Repeat exactly, and only, the lines from the one holding "Consider the photo above. For each instance of the cheek, where" through the last line of the records below.

--------------------------------

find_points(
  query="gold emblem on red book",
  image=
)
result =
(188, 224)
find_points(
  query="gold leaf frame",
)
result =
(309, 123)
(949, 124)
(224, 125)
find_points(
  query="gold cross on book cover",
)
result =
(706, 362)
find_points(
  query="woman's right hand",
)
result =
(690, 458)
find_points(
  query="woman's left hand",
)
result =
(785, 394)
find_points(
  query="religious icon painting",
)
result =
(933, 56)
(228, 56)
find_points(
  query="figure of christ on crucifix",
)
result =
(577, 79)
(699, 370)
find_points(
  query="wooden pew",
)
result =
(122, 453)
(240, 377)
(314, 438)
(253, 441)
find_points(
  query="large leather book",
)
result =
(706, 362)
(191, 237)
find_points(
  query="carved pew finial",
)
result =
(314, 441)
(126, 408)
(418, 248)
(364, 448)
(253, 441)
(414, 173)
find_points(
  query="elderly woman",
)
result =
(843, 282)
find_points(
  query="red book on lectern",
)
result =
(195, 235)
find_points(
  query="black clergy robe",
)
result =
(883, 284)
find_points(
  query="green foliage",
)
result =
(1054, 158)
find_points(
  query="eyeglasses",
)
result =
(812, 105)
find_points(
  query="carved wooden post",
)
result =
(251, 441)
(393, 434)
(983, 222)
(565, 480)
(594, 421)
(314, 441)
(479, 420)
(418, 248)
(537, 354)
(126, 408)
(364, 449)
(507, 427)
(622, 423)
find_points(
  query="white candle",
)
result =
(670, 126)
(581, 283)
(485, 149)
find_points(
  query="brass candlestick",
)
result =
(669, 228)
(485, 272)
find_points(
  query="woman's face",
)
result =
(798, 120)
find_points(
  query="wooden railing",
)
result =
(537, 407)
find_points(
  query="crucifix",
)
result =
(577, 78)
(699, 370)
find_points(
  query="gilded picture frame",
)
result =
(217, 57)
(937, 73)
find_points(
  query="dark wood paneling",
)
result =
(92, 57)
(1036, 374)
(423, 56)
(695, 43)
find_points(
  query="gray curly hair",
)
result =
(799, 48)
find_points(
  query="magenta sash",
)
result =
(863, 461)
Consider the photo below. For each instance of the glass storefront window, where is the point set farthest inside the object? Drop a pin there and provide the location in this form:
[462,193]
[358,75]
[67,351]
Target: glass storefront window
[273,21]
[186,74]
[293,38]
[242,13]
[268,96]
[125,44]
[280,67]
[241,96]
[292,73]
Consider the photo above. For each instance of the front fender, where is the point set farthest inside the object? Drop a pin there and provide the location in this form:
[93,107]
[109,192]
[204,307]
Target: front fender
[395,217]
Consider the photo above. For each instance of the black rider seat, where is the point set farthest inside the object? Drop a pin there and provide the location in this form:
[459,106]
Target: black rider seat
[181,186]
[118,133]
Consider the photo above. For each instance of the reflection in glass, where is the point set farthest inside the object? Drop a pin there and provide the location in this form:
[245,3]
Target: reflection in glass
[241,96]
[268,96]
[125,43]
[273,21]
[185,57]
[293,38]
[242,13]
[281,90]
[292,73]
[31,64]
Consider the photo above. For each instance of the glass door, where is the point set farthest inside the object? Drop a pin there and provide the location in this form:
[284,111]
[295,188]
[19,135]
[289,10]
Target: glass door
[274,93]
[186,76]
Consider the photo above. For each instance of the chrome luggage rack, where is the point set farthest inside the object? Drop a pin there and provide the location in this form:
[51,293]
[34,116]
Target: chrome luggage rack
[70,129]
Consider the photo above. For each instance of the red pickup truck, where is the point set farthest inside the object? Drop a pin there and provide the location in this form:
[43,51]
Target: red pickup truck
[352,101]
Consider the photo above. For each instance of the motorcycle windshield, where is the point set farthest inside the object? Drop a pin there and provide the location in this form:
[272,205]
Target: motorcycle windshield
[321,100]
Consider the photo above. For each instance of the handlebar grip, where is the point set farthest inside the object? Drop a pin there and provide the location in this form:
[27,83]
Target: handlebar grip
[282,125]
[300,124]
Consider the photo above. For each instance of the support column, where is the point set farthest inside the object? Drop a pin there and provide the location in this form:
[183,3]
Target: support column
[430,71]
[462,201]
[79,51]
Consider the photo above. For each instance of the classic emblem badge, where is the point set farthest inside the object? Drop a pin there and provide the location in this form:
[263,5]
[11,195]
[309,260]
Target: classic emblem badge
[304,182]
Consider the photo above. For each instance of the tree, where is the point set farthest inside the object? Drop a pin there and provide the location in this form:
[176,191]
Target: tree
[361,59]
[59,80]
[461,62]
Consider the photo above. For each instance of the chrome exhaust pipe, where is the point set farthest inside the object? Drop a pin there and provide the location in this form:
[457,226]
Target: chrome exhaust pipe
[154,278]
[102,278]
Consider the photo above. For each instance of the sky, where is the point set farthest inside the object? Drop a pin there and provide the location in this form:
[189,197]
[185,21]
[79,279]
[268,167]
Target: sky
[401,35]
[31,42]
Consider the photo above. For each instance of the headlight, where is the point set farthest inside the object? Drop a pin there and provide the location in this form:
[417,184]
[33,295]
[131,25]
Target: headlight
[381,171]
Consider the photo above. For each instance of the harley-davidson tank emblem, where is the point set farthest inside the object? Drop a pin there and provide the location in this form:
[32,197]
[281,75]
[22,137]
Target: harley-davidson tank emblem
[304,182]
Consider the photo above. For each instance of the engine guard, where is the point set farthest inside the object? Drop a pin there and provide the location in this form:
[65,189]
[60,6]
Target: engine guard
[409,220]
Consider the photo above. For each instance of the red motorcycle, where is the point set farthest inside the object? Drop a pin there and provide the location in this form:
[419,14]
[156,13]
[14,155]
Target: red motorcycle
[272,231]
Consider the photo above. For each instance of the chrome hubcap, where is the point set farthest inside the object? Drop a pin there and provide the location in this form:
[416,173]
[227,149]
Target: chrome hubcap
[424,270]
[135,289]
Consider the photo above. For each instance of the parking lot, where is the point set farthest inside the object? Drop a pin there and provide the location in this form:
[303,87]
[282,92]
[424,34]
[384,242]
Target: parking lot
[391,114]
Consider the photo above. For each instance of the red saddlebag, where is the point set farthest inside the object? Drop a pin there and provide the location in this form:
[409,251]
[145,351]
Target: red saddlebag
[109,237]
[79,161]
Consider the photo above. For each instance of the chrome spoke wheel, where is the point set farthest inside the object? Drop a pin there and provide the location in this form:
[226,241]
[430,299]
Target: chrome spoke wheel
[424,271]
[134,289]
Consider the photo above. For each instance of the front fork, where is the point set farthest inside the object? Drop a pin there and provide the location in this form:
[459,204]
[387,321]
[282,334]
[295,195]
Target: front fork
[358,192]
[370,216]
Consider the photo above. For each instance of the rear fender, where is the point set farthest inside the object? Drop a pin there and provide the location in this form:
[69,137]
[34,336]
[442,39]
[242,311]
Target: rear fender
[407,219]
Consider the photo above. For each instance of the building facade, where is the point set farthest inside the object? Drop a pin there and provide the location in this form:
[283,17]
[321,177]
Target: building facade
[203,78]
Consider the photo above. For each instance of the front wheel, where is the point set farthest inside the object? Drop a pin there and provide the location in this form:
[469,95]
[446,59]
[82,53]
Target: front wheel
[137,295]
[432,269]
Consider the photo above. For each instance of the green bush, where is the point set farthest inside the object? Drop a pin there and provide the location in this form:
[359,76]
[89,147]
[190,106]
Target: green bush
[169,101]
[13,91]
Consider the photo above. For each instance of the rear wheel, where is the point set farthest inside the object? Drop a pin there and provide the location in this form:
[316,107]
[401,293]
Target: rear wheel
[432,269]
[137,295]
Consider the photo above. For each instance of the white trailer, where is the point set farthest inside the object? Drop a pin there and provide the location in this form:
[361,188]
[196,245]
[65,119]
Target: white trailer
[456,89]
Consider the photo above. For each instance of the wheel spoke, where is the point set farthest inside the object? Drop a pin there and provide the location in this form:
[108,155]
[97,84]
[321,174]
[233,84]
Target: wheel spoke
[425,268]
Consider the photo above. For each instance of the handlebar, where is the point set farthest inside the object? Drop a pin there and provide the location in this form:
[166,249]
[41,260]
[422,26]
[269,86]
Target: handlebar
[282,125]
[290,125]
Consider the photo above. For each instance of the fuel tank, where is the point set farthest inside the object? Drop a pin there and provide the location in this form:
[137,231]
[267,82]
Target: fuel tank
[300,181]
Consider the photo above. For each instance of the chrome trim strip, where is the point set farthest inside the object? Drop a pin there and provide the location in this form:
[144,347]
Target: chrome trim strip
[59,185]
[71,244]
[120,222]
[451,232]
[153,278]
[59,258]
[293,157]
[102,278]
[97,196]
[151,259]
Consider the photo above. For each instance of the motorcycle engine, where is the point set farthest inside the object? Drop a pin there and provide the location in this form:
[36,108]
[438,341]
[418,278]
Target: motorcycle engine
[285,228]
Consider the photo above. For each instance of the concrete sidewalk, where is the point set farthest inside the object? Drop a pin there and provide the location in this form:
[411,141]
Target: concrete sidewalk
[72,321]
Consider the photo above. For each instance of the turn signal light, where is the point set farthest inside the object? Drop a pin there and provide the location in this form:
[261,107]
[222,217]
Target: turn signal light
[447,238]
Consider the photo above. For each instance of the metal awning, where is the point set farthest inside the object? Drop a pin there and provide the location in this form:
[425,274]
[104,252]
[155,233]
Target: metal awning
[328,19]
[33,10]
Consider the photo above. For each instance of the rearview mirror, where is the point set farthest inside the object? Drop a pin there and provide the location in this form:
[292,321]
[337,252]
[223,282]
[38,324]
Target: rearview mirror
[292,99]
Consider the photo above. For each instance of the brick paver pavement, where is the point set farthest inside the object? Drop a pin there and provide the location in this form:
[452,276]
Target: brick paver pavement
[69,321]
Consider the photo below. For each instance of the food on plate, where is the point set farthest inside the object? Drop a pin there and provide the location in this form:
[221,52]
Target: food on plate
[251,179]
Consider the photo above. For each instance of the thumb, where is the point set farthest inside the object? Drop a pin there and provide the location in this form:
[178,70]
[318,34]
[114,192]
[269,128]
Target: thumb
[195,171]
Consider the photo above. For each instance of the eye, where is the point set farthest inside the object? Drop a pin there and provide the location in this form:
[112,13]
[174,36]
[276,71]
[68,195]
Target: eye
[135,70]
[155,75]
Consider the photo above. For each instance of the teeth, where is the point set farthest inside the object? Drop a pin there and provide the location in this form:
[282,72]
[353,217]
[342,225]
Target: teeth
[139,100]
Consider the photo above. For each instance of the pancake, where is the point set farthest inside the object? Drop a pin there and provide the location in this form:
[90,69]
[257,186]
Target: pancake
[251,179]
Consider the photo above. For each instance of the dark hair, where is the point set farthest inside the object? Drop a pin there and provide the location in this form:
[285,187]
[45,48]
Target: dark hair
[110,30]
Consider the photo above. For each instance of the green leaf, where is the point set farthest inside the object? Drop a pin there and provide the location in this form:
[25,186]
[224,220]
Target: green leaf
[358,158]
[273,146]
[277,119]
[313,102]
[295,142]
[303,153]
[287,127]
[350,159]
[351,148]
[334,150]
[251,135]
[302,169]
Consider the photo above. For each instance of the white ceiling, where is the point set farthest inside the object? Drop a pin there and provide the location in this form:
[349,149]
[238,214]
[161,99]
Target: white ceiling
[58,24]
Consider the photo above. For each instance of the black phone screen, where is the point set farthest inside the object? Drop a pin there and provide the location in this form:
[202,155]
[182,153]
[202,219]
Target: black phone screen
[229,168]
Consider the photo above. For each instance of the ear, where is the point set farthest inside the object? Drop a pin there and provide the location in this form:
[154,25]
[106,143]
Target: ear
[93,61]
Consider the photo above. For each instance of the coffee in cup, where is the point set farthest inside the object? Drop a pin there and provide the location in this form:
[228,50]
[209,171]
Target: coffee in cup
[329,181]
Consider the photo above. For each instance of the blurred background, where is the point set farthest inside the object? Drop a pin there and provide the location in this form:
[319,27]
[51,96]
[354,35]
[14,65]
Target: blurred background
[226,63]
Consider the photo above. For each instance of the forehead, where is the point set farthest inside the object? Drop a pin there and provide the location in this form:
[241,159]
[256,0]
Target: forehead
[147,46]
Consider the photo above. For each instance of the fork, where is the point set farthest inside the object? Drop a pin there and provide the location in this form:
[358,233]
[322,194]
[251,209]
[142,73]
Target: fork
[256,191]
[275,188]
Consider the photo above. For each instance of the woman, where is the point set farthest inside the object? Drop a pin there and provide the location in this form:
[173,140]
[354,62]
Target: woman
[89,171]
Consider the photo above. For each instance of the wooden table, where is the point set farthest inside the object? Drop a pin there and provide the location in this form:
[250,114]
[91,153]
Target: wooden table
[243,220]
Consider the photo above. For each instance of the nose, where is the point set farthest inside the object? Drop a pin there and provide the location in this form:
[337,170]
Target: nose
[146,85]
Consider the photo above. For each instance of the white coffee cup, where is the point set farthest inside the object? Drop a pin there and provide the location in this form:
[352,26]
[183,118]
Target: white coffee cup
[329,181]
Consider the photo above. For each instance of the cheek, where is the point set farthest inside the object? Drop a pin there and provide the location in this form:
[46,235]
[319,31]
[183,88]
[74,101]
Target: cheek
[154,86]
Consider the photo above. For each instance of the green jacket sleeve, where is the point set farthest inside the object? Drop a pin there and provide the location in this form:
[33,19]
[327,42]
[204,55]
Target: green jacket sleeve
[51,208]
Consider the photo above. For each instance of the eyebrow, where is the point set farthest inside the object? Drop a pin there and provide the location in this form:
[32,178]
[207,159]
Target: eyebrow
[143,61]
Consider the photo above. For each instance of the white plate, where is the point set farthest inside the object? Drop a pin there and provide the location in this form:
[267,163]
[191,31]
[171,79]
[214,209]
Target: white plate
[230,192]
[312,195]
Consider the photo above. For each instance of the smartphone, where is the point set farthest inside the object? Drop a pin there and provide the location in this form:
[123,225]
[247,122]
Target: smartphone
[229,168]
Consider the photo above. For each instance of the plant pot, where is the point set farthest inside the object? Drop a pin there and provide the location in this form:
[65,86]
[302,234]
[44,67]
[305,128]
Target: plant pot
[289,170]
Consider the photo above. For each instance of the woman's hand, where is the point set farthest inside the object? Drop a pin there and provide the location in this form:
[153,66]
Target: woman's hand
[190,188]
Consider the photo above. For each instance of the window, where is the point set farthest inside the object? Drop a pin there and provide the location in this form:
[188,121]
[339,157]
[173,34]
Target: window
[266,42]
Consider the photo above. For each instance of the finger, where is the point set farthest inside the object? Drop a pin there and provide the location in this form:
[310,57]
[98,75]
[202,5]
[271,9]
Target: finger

--------------------------------

▸ TASK RESPONSE
Consider the photo above. For each instance of the cheek, where is the point set farthest inside the object? Drop a pin there and provide the location in this form:
[46,235]
[319,31]
[183,88]
[74,101]
Target: cheek
[154,86]
Consider the photo above. For each instance of the green jacket sleeve, where is the point set farthest inside the object? Drop a pin there and provide the location in this form:
[33,19]
[327,42]
[204,55]
Target: green jacket sleeve
[51,208]
Consider the photo above. For each instance of the eyebrow, where is the point set farthest inside the object? Drop a pin there and provide the location in this form:
[32,178]
[207,159]
Target: eyebrow
[143,61]
Consider the photo above. For each instance of the white plate, where is the point set farthest inside the object? Drop a pin there and provide the location in this form:
[267,163]
[191,31]
[171,79]
[214,209]
Target: white plate
[230,192]
[312,195]
Consider the photo above. For each instance of the smartphone, where is the point set farthest inside the object? Drop a pin there and provide the location in this form:
[123,225]
[247,122]
Target: smartphone
[229,168]
Consider the photo above. For each instance of the plant pot, where is the point set farthest inside the object? Drop a pin there and provide the location in this form:
[65,86]
[302,234]
[44,67]
[305,128]
Target: plant pot
[289,170]
Consider the photo above. For each instance of the woman's hand, where is the point set farthest inside the object? Drop a pin there and provide the location in this form:
[153,66]
Target: woman's hand
[190,188]
Consider the photo above. For each instance of the window, where is the point set farthest inside the object? Drop a pin there and provide the location in this form:
[188,121]
[339,157]
[173,34]
Target: window
[266,42]
Consider the photo above. For each instance of the finger, where is the point set farthest inside the object? Drop a pin there and provide the location in this form:
[310,57]
[98,75]
[202,5]
[271,9]
Target: finger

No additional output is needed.